What you are asked to do: Rewrite the part of the DNA testing article that opens with "Tuesday 16th February" and closes with "drop of saliva.", replacing "inexpensive" with "affordable".

Supplied passage:
2010 for low-cost DNA testing inherited diseases

Tuesday 16th February 2010
DNA testing chip. Courtesy:http://research.unc.edu/endeavors/fall2006/electrochemical_dna.php

An inexpensive, fast accurate DNA test that reveals a person's risk of developing certain diseases is expected to become a reality, thanks to technology developed at the University of Edinburgh, where scientists have developed a method of pinpointing variations in a person's genetic code at critical points along the DNA chain. The technique could be used to analyse DNA in a drop of saliva.

This research comes hot on the heels of the Silicon Valley startup Counsyl selling a test that it says can tell couples whether they are at risk of having children with a range of inherited diseases. Its test, which analyses DNA from saliva samples, costs $349 for an individual or $698 for a couple. Similar tests from others are on the way, said experts there. Clearly, Edinburgh University's approach is one such.

Tiny differences or omissions in DNA code can determine whether or not a person is healthy, susceptible to disease, or has a serious or life-threatening condition, such as cystic fibrosis. The technology seeks to enable improved personal diagnosis, allowing prompt, appropriate treatment for patients.

The method, based on chemical analysis, delivers reliable results without the need for expensive enzymes used in conventional DNA testing. Researchers behind the technology will soon test whether it can decode entire human genomes. The study, published in the journal Angewandte Chemie, was funded by Scottish Enterprise.

(Entries from a data source)
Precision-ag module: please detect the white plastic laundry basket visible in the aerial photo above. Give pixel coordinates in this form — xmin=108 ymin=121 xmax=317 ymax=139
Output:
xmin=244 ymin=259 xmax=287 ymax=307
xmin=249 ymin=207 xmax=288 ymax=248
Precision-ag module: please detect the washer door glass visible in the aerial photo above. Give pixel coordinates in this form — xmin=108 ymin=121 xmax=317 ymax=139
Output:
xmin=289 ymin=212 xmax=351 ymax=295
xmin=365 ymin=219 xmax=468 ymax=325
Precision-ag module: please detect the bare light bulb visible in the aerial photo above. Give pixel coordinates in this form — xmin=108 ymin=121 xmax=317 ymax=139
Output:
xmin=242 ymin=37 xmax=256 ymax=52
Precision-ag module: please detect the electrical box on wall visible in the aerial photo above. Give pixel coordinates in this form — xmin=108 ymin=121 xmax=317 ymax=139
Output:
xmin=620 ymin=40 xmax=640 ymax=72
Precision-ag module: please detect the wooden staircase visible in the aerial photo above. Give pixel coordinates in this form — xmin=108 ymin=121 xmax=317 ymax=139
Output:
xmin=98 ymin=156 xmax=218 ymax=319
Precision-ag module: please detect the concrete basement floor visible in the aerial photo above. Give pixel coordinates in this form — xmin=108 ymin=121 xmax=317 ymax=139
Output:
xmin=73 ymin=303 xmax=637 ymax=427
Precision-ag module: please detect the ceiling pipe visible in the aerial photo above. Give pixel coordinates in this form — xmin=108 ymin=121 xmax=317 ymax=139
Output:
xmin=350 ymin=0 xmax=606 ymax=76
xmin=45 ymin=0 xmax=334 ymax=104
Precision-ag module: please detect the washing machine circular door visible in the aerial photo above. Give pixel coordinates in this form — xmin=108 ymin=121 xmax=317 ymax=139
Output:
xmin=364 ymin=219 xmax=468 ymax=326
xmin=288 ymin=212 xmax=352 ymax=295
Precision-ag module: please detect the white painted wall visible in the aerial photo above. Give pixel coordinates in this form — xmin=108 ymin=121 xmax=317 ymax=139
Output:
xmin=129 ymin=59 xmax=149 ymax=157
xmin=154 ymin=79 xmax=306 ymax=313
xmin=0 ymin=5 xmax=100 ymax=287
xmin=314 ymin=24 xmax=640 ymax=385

Exercise answer:
Tuesday 16th February 2010
DNA testing chip. Courtesy:http://research.unc.edu/endeavors/fall2006/electrochemical_dna.php

An affordable, fast accurate DNA test that reveals a person's risk of developing certain diseases is expected to become a reality, thanks to technology developed at the University of Edinburgh, where scientists have developed a method of pinpointing variations in a person's genetic code at critical points along the DNA chain. The technique could be used to analyse DNA in a drop of saliva.